EXERCISE DESCRIPTION ::
Extract each line of the data below that contains the string "pool". Case counts.

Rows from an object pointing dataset
.....
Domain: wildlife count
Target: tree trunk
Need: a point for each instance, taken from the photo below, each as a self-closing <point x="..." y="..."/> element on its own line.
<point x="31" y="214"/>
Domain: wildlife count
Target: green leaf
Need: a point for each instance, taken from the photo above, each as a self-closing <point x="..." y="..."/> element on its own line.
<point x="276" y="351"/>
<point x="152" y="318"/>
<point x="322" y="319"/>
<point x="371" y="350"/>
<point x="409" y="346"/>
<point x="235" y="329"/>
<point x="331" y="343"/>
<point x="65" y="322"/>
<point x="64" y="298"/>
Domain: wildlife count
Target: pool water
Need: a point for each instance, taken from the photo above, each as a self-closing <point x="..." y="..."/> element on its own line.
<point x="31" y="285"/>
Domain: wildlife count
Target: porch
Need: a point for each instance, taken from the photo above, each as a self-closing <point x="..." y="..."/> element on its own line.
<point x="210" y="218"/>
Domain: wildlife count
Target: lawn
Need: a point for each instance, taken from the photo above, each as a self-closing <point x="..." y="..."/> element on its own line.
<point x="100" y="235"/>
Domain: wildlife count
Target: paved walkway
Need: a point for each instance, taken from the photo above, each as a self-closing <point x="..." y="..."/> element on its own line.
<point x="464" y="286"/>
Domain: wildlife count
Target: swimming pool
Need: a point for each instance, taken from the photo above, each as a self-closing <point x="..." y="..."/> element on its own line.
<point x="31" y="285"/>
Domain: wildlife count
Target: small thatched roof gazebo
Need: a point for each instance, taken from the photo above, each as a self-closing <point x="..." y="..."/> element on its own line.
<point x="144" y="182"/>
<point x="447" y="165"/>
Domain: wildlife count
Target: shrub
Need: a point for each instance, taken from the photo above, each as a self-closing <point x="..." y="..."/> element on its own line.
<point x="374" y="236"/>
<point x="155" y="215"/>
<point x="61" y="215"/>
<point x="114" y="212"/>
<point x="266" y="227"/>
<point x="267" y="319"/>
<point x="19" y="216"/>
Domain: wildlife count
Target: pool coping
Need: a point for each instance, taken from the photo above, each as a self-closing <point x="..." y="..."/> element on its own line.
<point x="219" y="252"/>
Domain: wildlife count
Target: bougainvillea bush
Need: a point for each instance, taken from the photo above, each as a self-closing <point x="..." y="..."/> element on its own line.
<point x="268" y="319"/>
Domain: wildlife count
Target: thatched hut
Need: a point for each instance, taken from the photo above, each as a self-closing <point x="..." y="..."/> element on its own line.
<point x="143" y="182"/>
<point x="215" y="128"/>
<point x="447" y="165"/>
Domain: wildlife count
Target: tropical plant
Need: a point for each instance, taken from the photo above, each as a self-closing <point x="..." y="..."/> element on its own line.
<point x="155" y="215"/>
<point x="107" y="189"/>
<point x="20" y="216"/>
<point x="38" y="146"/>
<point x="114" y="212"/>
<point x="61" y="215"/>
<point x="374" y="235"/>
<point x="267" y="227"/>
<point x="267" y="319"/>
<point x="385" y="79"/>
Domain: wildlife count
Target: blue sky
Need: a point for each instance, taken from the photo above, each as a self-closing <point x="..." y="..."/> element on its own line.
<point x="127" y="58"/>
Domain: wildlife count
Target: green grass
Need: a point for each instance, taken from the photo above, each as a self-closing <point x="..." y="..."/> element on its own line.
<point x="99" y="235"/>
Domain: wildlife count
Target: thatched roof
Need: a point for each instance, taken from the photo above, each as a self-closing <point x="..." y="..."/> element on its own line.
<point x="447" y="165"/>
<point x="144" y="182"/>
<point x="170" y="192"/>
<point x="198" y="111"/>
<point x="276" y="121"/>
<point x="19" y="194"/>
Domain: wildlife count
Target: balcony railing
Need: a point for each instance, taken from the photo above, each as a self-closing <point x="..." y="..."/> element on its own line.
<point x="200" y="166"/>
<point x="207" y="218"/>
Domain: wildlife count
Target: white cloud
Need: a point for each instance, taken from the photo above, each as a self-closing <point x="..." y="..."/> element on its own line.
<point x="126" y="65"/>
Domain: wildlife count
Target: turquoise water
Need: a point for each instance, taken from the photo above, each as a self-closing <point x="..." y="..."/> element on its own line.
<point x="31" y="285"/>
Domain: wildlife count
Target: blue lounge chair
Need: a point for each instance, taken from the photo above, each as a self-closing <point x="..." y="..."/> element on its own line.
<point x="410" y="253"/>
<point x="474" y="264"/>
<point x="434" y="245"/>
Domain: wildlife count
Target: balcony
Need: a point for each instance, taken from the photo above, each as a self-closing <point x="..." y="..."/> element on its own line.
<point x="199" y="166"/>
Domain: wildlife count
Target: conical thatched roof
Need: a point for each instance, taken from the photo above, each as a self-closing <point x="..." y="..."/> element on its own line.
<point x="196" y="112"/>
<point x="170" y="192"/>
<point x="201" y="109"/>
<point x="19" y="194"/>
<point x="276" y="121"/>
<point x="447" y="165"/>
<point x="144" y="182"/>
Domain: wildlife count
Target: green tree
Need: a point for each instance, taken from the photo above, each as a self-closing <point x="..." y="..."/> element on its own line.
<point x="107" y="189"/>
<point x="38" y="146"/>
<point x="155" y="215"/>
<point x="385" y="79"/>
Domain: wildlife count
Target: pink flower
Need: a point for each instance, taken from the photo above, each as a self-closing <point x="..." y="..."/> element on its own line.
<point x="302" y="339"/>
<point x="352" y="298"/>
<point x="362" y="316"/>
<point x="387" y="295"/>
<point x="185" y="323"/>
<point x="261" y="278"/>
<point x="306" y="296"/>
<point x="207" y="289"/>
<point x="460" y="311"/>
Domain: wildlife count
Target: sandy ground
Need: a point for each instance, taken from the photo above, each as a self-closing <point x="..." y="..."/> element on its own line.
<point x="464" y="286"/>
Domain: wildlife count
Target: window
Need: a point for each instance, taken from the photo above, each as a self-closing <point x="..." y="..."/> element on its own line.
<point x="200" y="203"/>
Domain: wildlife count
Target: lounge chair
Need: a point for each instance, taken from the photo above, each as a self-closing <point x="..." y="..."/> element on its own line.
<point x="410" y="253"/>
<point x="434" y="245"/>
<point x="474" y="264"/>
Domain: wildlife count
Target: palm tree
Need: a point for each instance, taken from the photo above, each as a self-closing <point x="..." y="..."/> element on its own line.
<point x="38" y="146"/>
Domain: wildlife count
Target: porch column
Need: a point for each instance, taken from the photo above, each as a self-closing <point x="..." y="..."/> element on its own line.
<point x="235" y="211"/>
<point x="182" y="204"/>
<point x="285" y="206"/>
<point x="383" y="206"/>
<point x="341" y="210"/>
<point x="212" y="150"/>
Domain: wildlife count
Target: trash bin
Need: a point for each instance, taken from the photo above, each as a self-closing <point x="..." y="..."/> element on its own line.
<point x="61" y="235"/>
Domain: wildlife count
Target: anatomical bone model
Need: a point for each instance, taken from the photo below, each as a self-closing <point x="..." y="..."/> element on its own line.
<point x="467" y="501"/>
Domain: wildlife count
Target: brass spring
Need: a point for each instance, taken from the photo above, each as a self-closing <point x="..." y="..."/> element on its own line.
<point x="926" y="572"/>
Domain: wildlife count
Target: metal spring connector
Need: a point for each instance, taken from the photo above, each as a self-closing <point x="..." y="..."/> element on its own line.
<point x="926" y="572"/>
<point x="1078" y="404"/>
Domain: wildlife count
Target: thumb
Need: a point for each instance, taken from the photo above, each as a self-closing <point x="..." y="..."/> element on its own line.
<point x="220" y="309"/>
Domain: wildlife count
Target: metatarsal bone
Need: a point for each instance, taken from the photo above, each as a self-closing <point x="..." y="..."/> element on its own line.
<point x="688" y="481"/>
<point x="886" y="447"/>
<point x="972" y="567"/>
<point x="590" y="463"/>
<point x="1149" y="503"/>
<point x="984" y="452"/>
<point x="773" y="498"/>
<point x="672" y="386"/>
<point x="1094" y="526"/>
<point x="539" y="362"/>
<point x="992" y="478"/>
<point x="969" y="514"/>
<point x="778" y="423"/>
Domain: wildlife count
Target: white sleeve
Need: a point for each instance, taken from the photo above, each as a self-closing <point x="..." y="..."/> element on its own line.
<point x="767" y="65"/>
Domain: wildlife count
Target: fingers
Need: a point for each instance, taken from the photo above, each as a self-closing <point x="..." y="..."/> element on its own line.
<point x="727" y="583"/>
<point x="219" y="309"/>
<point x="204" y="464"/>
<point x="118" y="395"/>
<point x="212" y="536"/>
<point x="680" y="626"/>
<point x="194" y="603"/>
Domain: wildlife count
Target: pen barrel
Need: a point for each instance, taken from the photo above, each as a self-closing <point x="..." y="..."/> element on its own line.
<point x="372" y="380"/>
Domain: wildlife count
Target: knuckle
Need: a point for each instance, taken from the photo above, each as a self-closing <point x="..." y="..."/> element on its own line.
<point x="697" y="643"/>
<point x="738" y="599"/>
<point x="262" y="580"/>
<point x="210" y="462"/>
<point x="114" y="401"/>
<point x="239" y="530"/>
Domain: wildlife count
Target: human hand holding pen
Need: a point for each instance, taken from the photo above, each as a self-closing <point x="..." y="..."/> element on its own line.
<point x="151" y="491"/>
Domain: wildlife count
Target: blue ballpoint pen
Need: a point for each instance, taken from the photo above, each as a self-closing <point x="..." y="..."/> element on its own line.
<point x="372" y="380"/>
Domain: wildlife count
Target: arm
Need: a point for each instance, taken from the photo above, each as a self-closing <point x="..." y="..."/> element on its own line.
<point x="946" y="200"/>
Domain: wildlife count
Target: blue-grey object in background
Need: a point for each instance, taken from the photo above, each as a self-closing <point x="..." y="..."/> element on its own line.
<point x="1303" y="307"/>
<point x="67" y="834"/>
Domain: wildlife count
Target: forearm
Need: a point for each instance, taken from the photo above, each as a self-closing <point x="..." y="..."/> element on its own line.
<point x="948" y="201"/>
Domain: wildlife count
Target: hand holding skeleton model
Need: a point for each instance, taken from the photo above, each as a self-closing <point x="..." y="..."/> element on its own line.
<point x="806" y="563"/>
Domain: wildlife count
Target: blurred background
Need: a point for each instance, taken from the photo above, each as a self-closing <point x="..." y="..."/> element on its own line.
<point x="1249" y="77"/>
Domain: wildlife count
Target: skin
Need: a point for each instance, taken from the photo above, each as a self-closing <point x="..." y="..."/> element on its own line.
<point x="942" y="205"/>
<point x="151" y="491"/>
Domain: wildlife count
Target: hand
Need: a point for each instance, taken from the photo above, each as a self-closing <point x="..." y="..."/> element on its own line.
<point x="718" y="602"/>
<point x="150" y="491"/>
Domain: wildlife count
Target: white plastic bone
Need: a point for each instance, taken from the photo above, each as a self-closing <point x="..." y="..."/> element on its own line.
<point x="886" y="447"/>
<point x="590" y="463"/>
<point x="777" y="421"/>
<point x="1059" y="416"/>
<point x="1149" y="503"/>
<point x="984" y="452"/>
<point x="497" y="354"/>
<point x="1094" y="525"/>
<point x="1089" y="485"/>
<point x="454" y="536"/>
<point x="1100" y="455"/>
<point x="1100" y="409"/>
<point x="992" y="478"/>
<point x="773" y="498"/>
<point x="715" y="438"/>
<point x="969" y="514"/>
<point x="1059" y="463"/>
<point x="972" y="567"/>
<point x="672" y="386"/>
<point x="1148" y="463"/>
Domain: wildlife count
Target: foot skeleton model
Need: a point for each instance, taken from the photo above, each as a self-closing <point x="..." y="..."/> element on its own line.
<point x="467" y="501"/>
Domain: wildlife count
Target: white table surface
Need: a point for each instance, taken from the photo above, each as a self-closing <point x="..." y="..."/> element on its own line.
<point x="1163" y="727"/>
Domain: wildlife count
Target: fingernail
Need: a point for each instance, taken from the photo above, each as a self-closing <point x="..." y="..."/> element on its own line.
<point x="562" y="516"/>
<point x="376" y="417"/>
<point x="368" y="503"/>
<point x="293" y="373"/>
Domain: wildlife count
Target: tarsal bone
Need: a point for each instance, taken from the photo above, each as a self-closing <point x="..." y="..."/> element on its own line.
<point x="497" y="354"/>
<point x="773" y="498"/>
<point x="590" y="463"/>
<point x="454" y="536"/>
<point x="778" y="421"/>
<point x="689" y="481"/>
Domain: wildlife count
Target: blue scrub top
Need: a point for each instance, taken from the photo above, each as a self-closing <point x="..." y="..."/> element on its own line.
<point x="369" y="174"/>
.....
EXERCISE RESULT ::
Target: pool water
Target: swimming pool
Target: pool coping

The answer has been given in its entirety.